** Start of Given text **

1. Introduction
Studies on telecommunication service spectrum valuation were not widespread in the past but becoming more readily available after the year 2000. From literature review on the spectrum valuation studies from international experts, we can categorize the studies into two groups [1] . The first values spectrum by opportunity cost approach, which compares the cost and revenue of bidders with and without spectrum. The second group of studies applies econometrics to data collected from past auctions in different countries as a guideline in spectrum valuation for studied country. It starts by using statistical technique to estimate regression model in order to find the relationship between actual auction prices in different countries and its determinants. Then, it forecasts the spectrum price for studied country by replacing the values of determinants in the equation. In this paper, we focus on the second group which uses economic method in finding the relationship between spectrum price from real auctions in different countries (auction price) and its determinants. Spectrum valuation by econometrics is easier than the opportunity cost approach as an econometric model needs macro-level data which are usually public. In contrast, the calculation of opportunity costs needs micro-level data including engineering, technology and business data which are usually confidential.
This paper presents a radio spectrum valuation method by using censored regression method which is a type of econometrics method. To construct censored regression model, the study in [2] categorized determinants of spectrum value (price/MHz/pop) into five groups as shown in Table 1: variables that reflected economic condition and mobile market characteristics, license characteristics, financial obligation, service obligations and auction procedure.

** End of Given text **

What you have to do: Repeat verbatim the passage of the spectrum valuation introduction that begins at the words "This paper presents" and stops after "and auction procedure.". The data that follow bear no relation to the spectrum valuation introduction.

** Start of Given data **

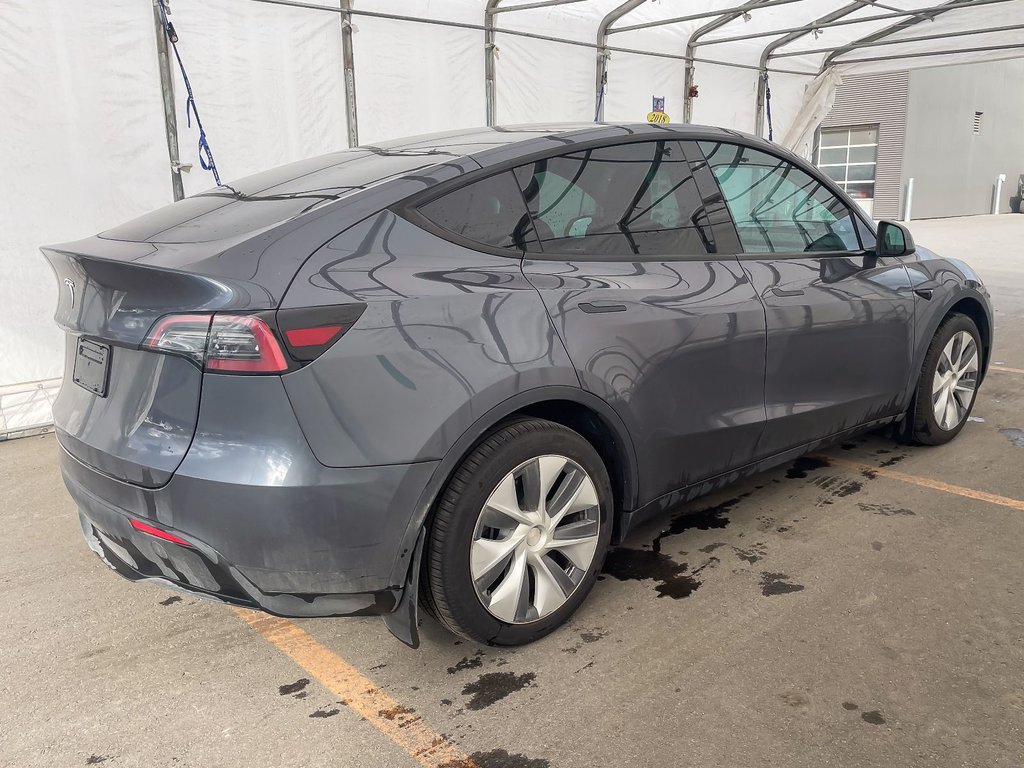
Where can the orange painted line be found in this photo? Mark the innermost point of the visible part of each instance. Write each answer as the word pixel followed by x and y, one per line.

** End of Given data **

Full solution:
This paper presents a radio spectrum valuation method by using censored regression method which is a type of econometrics method. To construct censored regression model, the study in [2] categorized determinants of spectrum value (price/MHz/pop) into five groups as shown in Table 1: variables that reflected economic condition and mobile market characteristics, license characteristics, financial obligation, service obligations and auction procedure.